__Required task__
Reproduce the data below word for word, starting at its beginning and ending with the line that contains "[272,226,306,247]", including that line. Leave the pictures out of your answer.

====== Data shown ======

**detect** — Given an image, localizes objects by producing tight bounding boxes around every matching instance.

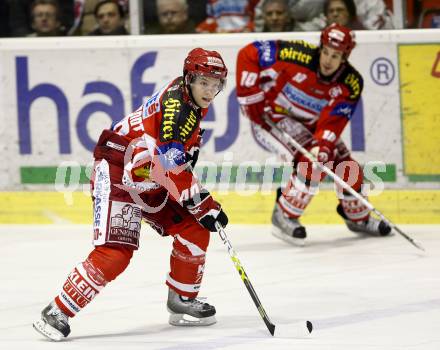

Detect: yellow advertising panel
[399,43,440,177]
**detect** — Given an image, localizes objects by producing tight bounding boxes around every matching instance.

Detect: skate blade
[168,314,217,327]
[32,320,66,341]
[272,226,306,247]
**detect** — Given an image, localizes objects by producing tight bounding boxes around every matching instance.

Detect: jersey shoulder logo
[277,40,317,67]
[253,41,277,68]
[159,96,182,142]
[338,65,364,100]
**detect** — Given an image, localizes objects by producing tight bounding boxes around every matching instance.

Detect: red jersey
[236,40,363,143]
[94,77,208,203]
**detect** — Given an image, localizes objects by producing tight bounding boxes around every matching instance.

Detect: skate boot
[272,203,307,246]
[167,288,217,326]
[336,204,391,236]
[33,301,70,341]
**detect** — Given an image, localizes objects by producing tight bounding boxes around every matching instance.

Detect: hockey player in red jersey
[34,48,228,341]
[236,24,391,245]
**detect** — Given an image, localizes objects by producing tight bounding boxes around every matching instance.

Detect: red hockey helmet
[183,47,228,81]
[320,23,356,58]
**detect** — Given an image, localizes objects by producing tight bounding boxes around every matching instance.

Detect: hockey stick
[264,117,425,251]
[215,222,313,336]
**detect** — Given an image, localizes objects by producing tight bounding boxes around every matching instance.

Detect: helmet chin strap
[183,73,202,108]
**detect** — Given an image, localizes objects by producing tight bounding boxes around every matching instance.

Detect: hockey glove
[186,191,228,232]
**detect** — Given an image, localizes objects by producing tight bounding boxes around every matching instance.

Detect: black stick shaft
[215,223,275,335]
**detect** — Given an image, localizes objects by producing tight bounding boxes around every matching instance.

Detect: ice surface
[0,225,440,350]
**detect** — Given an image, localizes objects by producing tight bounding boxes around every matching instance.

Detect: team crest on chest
[328,85,342,98]
[293,72,307,84]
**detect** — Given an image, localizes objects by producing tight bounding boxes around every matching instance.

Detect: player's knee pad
[339,194,370,221]
[278,174,319,217]
[87,245,133,282]
[335,157,364,193]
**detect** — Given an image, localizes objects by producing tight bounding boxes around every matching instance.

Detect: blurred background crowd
[0,0,440,37]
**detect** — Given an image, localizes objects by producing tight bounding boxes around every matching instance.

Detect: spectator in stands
[354,0,395,29]
[8,0,73,37]
[28,0,65,37]
[89,0,128,35]
[143,0,208,28]
[324,0,365,30]
[254,0,325,32]
[69,0,129,35]
[196,0,260,33]
[145,0,195,34]
[262,0,293,32]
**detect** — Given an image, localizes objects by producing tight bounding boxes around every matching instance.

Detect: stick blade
[274,321,313,338]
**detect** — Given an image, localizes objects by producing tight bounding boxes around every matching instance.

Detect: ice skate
[336,204,391,236]
[272,203,307,246]
[33,301,70,341]
[167,288,217,326]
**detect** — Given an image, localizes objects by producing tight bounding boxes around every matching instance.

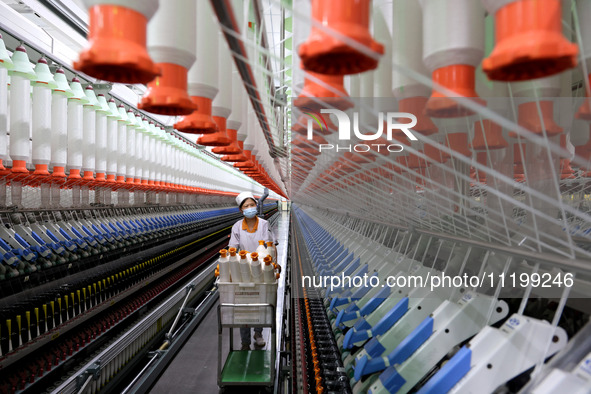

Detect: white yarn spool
[116,104,129,181]
[0,65,8,160]
[482,0,518,15]
[106,99,121,176]
[82,85,100,172]
[211,33,234,118]
[153,131,160,182]
[133,115,144,180]
[226,70,244,130]
[142,121,154,180]
[392,0,430,99]
[420,0,484,71]
[51,69,71,171]
[96,94,111,176]
[188,0,220,100]
[126,110,136,182]
[82,0,158,20]
[32,84,52,165]
[67,79,87,170]
[148,0,197,70]
[10,74,31,161]
[373,0,393,100]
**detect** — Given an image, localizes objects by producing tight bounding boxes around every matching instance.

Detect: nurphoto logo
[302,108,417,153]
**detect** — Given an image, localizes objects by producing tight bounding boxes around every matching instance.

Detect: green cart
[218,303,276,390]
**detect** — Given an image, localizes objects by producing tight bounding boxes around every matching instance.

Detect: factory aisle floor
[150,212,289,394]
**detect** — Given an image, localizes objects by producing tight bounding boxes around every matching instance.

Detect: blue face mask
[242,208,257,219]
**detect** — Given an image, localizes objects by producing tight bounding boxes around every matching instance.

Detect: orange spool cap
[138,63,197,116]
[174,96,218,134]
[425,64,485,118]
[298,0,384,75]
[211,129,242,155]
[197,107,232,146]
[74,0,160,84]
[482,0,578,81]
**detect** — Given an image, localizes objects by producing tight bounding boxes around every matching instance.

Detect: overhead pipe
[298,0,384,75]
[138,0,199,116]
[74,0,160,84]
[211,0,277,154]
[575,1,591,121]
[420,0,484,118]
[174,0,219,134]
[482,0,590,82]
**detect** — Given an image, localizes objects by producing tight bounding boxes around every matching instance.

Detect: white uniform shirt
[228,217,275,252]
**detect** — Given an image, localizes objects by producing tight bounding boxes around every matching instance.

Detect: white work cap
[236,192,257,207]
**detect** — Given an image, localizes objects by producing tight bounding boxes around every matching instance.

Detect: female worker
[228,192,275,350]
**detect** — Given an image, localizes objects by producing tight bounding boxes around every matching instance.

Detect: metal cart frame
[218,303,277,388]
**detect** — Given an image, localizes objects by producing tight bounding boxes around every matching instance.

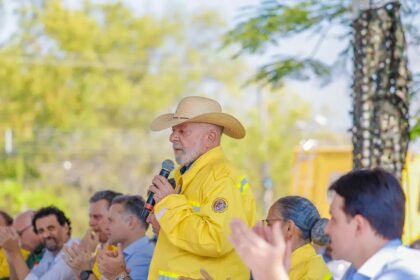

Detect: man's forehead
[89,199,109,210]
[36,215,58,225]
[172,122,198,129]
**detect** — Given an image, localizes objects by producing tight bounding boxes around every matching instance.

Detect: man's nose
[169,132,178,143]
[41,231,50,239]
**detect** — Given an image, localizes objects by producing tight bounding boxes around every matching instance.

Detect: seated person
[264,196,331,280]
[5,206,78,280]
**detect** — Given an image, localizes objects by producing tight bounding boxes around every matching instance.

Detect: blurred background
[0,0,420,243]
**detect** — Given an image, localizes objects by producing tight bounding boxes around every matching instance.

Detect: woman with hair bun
[263,196,332,280]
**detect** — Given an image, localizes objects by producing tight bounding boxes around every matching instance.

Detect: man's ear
[353,214,371,235]
[285,220,297,240]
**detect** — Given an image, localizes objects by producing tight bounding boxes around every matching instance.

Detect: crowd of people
[0,96,420,280]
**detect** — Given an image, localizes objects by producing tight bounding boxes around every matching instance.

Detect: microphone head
[162,159,175,173]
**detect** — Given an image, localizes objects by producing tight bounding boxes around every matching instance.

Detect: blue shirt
[343,239,420,280]
[123,236,155,280]
[25,238,79,280]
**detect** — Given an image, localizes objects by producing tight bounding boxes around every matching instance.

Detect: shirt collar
[123,236,149,257]
[179,161,194,175]
[357,239,402,278]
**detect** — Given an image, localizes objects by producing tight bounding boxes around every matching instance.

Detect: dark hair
[32,205,71,236]
[112,195,149,229]
[89,190,122,207]
[0,210,13,226]
[329,168,405,239]
[274,196,329,245]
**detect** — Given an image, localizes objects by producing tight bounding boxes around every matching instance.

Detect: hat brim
[150,113,246,139]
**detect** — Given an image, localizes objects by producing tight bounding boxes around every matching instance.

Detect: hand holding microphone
[141,159,175,220]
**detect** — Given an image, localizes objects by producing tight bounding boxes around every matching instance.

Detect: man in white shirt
[325,169,420,280]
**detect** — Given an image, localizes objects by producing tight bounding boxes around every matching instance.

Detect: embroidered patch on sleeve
[213,197,228,213]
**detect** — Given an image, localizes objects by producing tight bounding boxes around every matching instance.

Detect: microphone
[141,159,175,221]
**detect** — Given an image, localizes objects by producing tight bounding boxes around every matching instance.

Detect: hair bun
[311,218,330,246]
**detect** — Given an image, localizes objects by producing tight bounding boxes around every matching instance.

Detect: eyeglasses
[261,218,285,227]
[16,225,32,237]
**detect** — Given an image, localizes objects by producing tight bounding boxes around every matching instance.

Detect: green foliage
[223,89,311,209]
[224,0,420,137]
[410,118,420,140]
[0,0,253,233]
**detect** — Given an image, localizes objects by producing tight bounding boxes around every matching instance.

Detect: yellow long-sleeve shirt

======

__Final result__
**detect** — Given an image, localizes objects by producing tight bounding boxes around every matching instance.


Detect: yellow advertising panel
[399,43,440,177]
**detect** — Given an image, localizes objects by producing tight bounding boxes around every matching instance.

Detect: skate blade
[168,314,217,327]
[32,320,66,341]
[272,226,306,247]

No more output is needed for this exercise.